╭─ Given passage

- Born: Linda Taylor Miller August 18, 1953 (age 72) New Orleans, Louisiana, U.S.
- Education: Tulane University
- Occupation: Actress
- Years active: 1979–2011 (acting)
- Spouse: Eli Tullis Jr. (m. 1988)
- Children: 2

= Taylor Miller =

American soap opera actress (born 1953)

Linda Taylor Miller (born August 18, 1953) is an American soap opera actress.

== Early life and education ==
Miller was born in New Orleans, Louisiana. She was raised in Rochester, New York and also lived with her family in Fort Worth, Texas for a time. Miller moved frequently during her formative years due to her father's work as a pollution control specialist. She studied history at the H. Sophie Newcomb Memorial College at Tulane University from 1971 to 1975, joining the Chi Omega sorority.

==Career==
Miller modeled in New York City for a short time before she was discovered. She had her first audition for the role of Nina Cortlandt and began appearing on All My Children only 2 1/2 months after her arrival.

╰─

Set exercise 1
List every city named in the Taylor Miller biography.
The text and the records have no connection to each other.

╭─ Listed entries

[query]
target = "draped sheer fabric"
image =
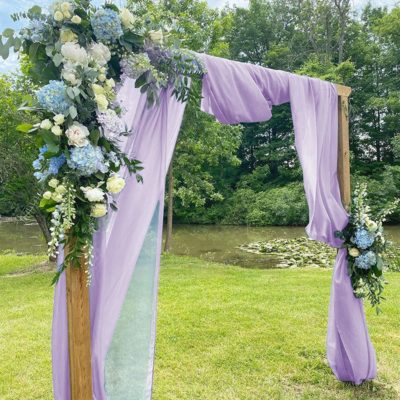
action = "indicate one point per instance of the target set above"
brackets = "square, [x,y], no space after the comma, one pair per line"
[123,293]
[235,92]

╰─

Set exercise 2
Arrange the lines of the record above as a JSON list of strings, one string per line, without blank lines, and leave the picture out of the answer.

Problem solution 1
New Orleans, Rochester, Fort Worth, New York City

Problem solution 2
[
  "[query]",
  "target = \"draped sheer fabric\"",
  "image =",
  "action = \"indicate one point per instance of the target set above\"",
  "brackets = \"square, [x,y], no space after the comma, one pair per line\"",
  "[123,293]",
  "[235,92]"
]